Exercise details ::
Rewrite the records below, replacing "point" with "marker" and leaving every other part of each line unchanged.

Stored dataset items:
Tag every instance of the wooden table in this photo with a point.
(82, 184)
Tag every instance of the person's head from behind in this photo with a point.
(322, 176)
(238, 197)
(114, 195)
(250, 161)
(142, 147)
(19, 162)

Written response ::
Tag every instance of the wooden table in this photo with a marker.
(82, 184)
Tag every instance of the person's head from behind in this photo with a marker.
(322, 176)
(238, 197)
(114, 195)
(250, 161)
(142, 147)
(19, 162)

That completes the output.